• _SHORT TASK_
Reproduce every line of the records below word for word, omitting the pictures.

• _MATERIAL_
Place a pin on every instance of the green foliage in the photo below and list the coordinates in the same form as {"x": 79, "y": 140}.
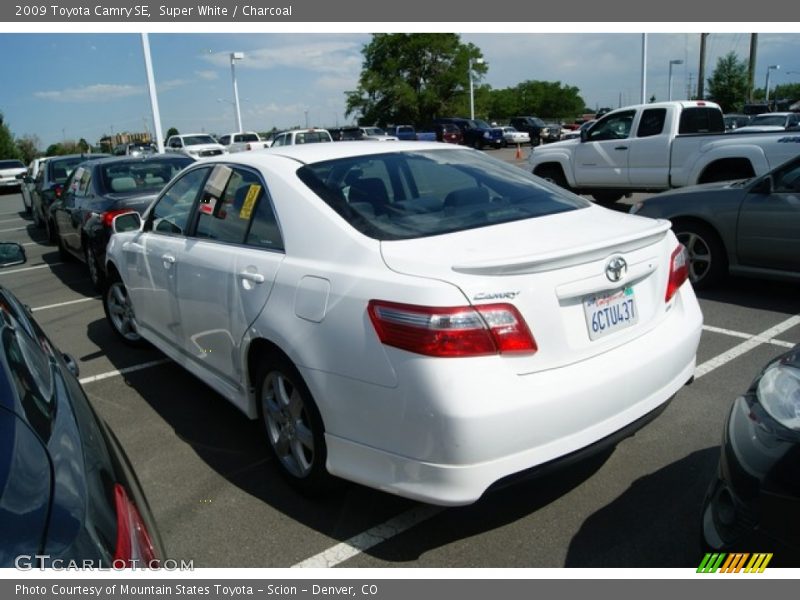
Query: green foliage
{"x": 8, "y": 148}
{"x": 28, "y": 147}
{"x": 728, "y": 84}
{"x": 412, "y": 78}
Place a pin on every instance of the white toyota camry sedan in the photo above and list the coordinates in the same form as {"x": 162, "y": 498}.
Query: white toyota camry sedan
{"x": 415, "y": 317}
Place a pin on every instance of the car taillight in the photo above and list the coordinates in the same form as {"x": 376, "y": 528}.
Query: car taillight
{"x": 452, "y": 331}
{"x": 134, "y": 545}
{"x": 108, "y": 216}
{"x": 678, "y": 271}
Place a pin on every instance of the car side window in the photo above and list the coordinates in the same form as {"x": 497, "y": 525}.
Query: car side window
{"x": 787, "y": 179}
{"x": 170, "y": 215}
{"x": 652, "y": 122}
{"x": 226, "y": 217}
{"x": 264, "y": 231}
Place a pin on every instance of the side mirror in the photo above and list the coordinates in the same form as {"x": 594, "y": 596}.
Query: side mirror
{"x": 12, "y": 253}
{"x": 131, "y": 221}
{"x": 763, "y": 186}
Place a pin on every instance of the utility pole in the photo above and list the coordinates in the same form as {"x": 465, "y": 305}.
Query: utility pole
{"x": 751, "y": 66}
{"x": 701, "y": 71}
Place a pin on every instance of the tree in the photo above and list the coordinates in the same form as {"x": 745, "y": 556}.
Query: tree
{"x": 728, "y": 84}
{"x": 412, "y": 78}
{"x": 28, "y": 146}
{"x": 8, "y": 148}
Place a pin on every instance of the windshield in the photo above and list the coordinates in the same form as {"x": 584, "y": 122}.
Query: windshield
{"x": 140, "y": 176}
{"x": 779, "y": 120}
{"x": 192, "y": 140}
{"x": 11, "y": 164}
{"x": 397, "y": 196}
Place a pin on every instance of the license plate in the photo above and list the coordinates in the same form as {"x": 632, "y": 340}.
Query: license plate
{"x": 609, "y": 312}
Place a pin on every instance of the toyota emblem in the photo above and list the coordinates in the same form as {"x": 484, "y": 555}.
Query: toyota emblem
{"x": 616, "y": 268}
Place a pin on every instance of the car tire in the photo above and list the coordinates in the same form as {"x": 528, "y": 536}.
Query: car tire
{"x": 292, "y": 425}
{"x": 708, "y": 260}
{"x": 63, "y": 254}
{"x": 119, "y": 313}
{"x": 95, "y": 271}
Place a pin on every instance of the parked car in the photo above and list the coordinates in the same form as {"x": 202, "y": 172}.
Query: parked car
{"x": 735, "y": 121}
{"x": 531, "y": 125}
{"x": 301, "y": 136}
{"x": 476, "y": 132}
{"x": 347, "y": 134}
{"x": 28, "y": 182}
{"x": 752, "y": 502}
{"x": 196, "y": 145}
{"x": 747, "y": 227}
{"x": 365, "y": 300}
{"x": 378, "y": 134}
{"x": 68, "y": 491}
{"x": 243, "y": 141}
{"x": 783, "y": 121}
{"x": 49, "y": 185}
{"x": 551, "y": 132}
{"x": 11, "y": 172}
{"x": 99, "y": 190}
{"x": 514, "y": 137}
{"x": 448, "y": 133}
{"x": 405, "y": 133}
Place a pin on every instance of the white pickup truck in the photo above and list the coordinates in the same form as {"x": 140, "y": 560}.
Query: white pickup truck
{"x": 243, "y": 141}
{"x": 655, "y": 147}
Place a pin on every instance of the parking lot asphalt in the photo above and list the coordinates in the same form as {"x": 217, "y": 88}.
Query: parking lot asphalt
{"x": 220, "y": 502}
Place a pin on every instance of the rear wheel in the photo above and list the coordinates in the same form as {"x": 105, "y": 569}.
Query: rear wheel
{"x": 605, "y": 198}
{"x": 292, "y": 424}
{"x": 708, "y": 262}
{"x": 119, "y": 312}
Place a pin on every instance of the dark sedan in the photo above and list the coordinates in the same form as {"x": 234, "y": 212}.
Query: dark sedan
{"x": 753, "y": 504}
{"x": 747, "y": 227}
{"x": 97, "y": 192}
{"x": 49, "y": 185}
{"x": 68, "y": 494}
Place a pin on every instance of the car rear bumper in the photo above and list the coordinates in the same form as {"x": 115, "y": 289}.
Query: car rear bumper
{"x": 449, "y": 441}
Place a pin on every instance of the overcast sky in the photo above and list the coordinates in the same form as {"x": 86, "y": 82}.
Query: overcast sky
{"x": 63, "y": 86}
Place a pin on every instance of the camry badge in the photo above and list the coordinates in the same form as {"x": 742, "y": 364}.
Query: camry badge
{"x": 616, "y": 268}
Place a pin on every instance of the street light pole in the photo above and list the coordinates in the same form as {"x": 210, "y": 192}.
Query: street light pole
{"x": 672, "y": 62}
{"x": 477, "y": 61}
{"x": 766, "y": 85}
{"x": 234, "y": 57}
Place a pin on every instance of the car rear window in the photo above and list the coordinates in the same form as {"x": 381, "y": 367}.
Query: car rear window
{"x": 407, "y": 195}
{"x": 701, "y": 120}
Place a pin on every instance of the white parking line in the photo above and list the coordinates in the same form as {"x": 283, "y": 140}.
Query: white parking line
{"x": 60, "y": 304}
{"x": 372, "y": 537}
{"x": 762, "y": 338}
{"x": 117, "y": 373}
{"x": 24, "y": 269}
{"x": 746, "y": 336}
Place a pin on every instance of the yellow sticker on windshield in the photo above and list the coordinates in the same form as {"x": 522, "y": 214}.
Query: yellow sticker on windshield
{"x": 250, "y": 201}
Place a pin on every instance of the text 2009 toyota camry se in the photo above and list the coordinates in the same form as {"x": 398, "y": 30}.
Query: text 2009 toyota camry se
{"x": 421, "y": 319}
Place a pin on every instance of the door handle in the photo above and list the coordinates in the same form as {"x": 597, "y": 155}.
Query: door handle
{"x": 254, "y": 277}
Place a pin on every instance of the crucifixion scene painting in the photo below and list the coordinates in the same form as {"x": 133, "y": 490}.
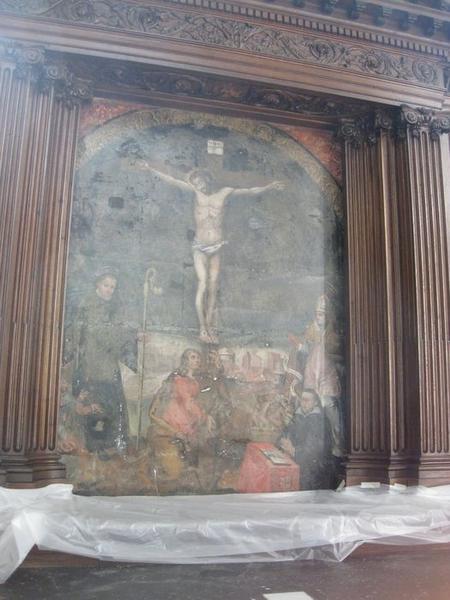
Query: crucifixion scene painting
{"x": 204, "y": 321}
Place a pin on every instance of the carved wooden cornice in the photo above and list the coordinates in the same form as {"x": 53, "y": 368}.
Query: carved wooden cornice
{"x": 144, "y": 81}
{"x": 374, "y": 20}
{"x": 34, "y": 62}
{"x": 239, "y": 27}
{"x": 396, "y": 121}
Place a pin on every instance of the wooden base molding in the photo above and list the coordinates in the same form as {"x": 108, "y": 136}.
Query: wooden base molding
{"x": 398, "y": 298}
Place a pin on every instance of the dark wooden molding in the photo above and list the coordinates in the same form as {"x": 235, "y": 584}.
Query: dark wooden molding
{"x": 229, "y": 32}
{"x": 144, "y": 82}
{"x": 399, "y": 297}
{"x": 388, "y": 22}
{"x": 416, "y": 120}
{"x": 33, "y": 62}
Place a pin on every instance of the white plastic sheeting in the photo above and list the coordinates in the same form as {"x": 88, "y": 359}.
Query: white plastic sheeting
{"x": 226, "y": 528}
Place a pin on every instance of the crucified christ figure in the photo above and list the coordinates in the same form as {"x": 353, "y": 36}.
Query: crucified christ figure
{"x": 208, "y": 240}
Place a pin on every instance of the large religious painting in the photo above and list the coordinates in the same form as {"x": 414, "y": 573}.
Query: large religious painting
{"x": 204, "y": 320}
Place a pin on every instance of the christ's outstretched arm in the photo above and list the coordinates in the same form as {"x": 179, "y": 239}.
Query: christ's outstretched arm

• _FINISHED ANSWER_
Place a pin on every instance of the green foliage in the photo below and list the coordinates in the same form as {"x": 79, "y": 140}.
Query: green foliage
{"x": 8, "y": 148}
{"x": 28, "y": 147}
{"x": 728, "y": 84}
{"x": 412, "y": 78}
Place a pin on every instance of the white toyota camry sedan in the photo above and list the coordinates in the same form as {"x": 162, "y": 498}.
Query: white toyota camry sedan
{"x": 415, "y": 317}
Place a pin on every instance of the car taillight in the photo above and list the coordinates in the same form as {"x": 376, "y": 528}.
Query: car taillight
{"x": 452, "y": 331}
{"x": 134, "y": 545}
{"x": 108, "y": 216}
{"x": 678, "y": 271}
Place a pin on every instance of the car side window in the photo above and list the coordinates in the same form as {"x": 497, "y": 525}.
Query: car side window
{"x": 787, "y": 179}
{"x": 170, "y": 215}
{"x": 652, "y": 122}
{"x": 226, "y": 217}
{"x": 264, "y": 231}
Place a pin on every instance of the side mirror in the photo above and list the coordinates in the same form as {"x": 594, "y": 596}.
Query: side mirror
{"x": 12, "y": 253}
{"x": 131, "y": 221}
{"x": 763, "y": 186}
Place a pin on every instance of the utility pole in the photo above and list the coordinates in the same form as {"x": 465, "y": 305}.
Query: utility pole
{"x": 751, "y": 66}
{"x": 701, "y": 71}
Place a pin on every instance of the tree in the photo above and list the coordinates in the same form as {"x": 745, "y": 556}.
Query: tree
{"x": 728, "y": 84}
{"x": 412, "y": 78}
{"x": 28, "y": 146}
{"x": 8, "y": 148}
Place a pin on every instance of the windshield in the photo above and list the coordinates in the same form as {"x": 584, "y": 122}.
Query: windshield
{"x": 140, "y": 176}
{"x": 779, "y": 120}
{"x": 192, "y": 140}
{"x": 11, "y": 164}
{"x": 397, "y": 196}
Place a pin on every instance of the license plate in the photo above and list the coordinates in the same form as {"x": 632, "y": 340}.
Query: license plate
{"x": 609, "y": 312}
Place a pin on every instance of the toyota emblem in the photo above and list the coordinates in the same form as {"x": 484, "y": 555}.
Query: toyota emblem
{"x": 616, "y": 268}
Place a pin on every instance of the car tire in the photo above and list the coordinates in the same form as {"x": 528, "y": 536}.
Query: car tire
{"x": 292, "y": 425}
{"x": 708, "y": 260}
{"x": 63, "y": 254}
{"x": 119, "y": 313}
{"x": 95, "y": 271}
Place a pin on every instance of the parked car in the photo above and list the coordinates in the same form as {"x": 202, "y": 172}.
Query: parked car
{"x": 735, "y": 121}
{"x": 531, "y": 125}
{"x": 301, "y": 136}
{"x": 476, "y": 132}
{"x": 347, "y": 134}
{"x": 28, "y": 182}
{"x": 752, "y": 502}
{"x": 196, "y": 145}
{"x": 747, "y": 227}
{"x": 365, "y": 300}
{"x": 378, "y": 134}
{"x": 68, "y": 491}
{"x": 243, "y": 141}
{"x": 783, "y": 121}
{"x": 49, "y": 185}
{"x": 551, "y": 132}
{"x": 11, "y": 172}
{"x": 99, "y": 190}
{"x": 514, "y": 137}
{"x": 448, "y": 133}
{"x": 405, "y": 133}
Place a pin on every instance of the white pickup truck in the photo above and list the coordinates in the same form as {"x": 140, "y": 560}.
Query: white pickup truck
{"x": 243, "y": 141}
{"x": 655, "y": 147}
Place a pin on every instance of the parking lot asphalt in the photo above and list the coordinates in the same form as {"x": 217, "y": 88}.
Query: parking lot asphalt
{"x": 220, "y": 502}
Place a pin on every instance of the rear wheel in the photo above and list the coordinates in the same form as {"x": 105, "y": 569}.
Query: rear wheel
{"x": 605, "y": 198}
{"x": 292, "y": 424}
{"x": 708, "y": 262}
{"x": 119, "y": 312}
Place a pin on every instance of the dark sedan in the photo above and list the coordinates in the same form as {"x": 234, "y": 212}.
Query: dark sedan
{"x": 753, "y": 504}
{"x": 747, "y": 227}
{"x": 97, "y": 192}
{"x": 49, "y": 185}
{"x": 68, "y": 494}
Place a pin on every instance of the car rear bumper in the photo above and list the coordinates in the same form as {"x": 115, "y": 289}.
Query: car rear bumper
{"x": 449, "y": 441}
Place a pin on every instance of the overcast sky in the photo above and list the coordinates in the same form as {"x": 86, "y": 82}.
Query: overcast sky
{"x": 63, "y": 86}
Place a pin on every instance of the camry badge in the photo above and list the coordinates in the same form as {"x": 742, "y": 364}.
Query: camry badge
{"x": 616, "y": 268}
Place a pin on every instance of the street light pole in the photo above and list the coordinates in the same form as {"x": 210, "y": 192}.
Query: street light pole
{"x": 672, "y": 62}
{"x": 477, "y": 61}
{"x": 766, "y": 85}
{"x": 234, "y": 57}
Place a pin on every instance of the car rear window in the photo above and list the coordinates in the same form as {"x": 381, "y": 367}.
Query: car rear window
{"x": 407, "y": 195}
{"x": 701, "y": 120}
Place a pin on every instance of the white parking line in the photo above and list the coordinates in the same form as {"x": 283, "y": 140}.
Query: white parking line
{"x": 60, "y": 304}
{"x": 372, "y": 537}
{"x": 762, "y": 338}
{"x": 117, "y": 373}
{"x": 24, "y": 269}
{"x": 746, "y": 336}
Place a pin on every instance of the yellow sticker on windshield in the photo above and list the coordinates in the same form as {"x": 522, "y": 214}.
Query: yellow sticker on windshield
{"x": 250, "y": 201}
Place a pin on every instance of the text 2009 toyota camry se in the photo above and list the coordinates in the same form as {"x": 398, "y": 30}.
Query: text 2009 toyota camry se
{"x": 421, "y": 319}
Place a pin on every instance of the door handle in the photo above and list the coordinates in the same form as {"x": 597, "y": 155}.
Query: door handle
{"x": 254, "y": 277}
Place a pin on every instance of the crucifixion scene painting in the photo below and list the coordinates in the same form as {"x": 133, "y": 490}.
Query: crucifixion scene painting
{"x": 204, "y": 321}
Place a pin on every instance of the carved wooden cornice in the photo above and list the coordinates in the same form as {"x": 53, "y": 368}.
Query: carved wooden cornice
{"x": 144, "y": 81}
{"x": 374, "y": 20}
{"x": 34, "y": 62}
{"x": 239, "y": 27}
{"x": 396, "y": 121}
Place a pin on every instance of the wooden base molding in the photo above and list the coordinates in the same form as {"x": 108, "y": 136}.
Query: wooden base molding
{"x": 398, "y": 298}
Place a pin on every instance of the dark wooden molding in the photo above and list the coordinates in the same form as {"x": 235, "y": 584}.
Query: dark wooden molding
{"x": 229, "y": 32}
{"x": 144, "y": 82}
{"x": 399, "y": 297}
{"x": 388, "y": 22}
{"x": 416, "y": 120}
{"x": 33, "y": 62}
Place a pin on every instance of the white plastic sheeting in the photo above and list the coordinates in the same form as {"x": 88, "y": 359}.
Query: white plastic sheeting
{"x": 226, "y": 528}
Place a pin on every instance of the crucified christ figure in the photo above and list the coordinates in the same form as {"x": 353, "y": 36}.
Query: crucified christ figure
{"x": 208, "y": 240}
Place a pin on every instance of the large religious painting in the photo above and list the coordinates in the same form as {"x": 414, "y": 573}.
Query: large religious painting
{"x": 204, "y": 320}
Place a pin on every instance of the christ's outstretched arm in the photo above and list the coordinates in the same form as {"x": 179, "y": 239}.
Query: christ's outstretched arm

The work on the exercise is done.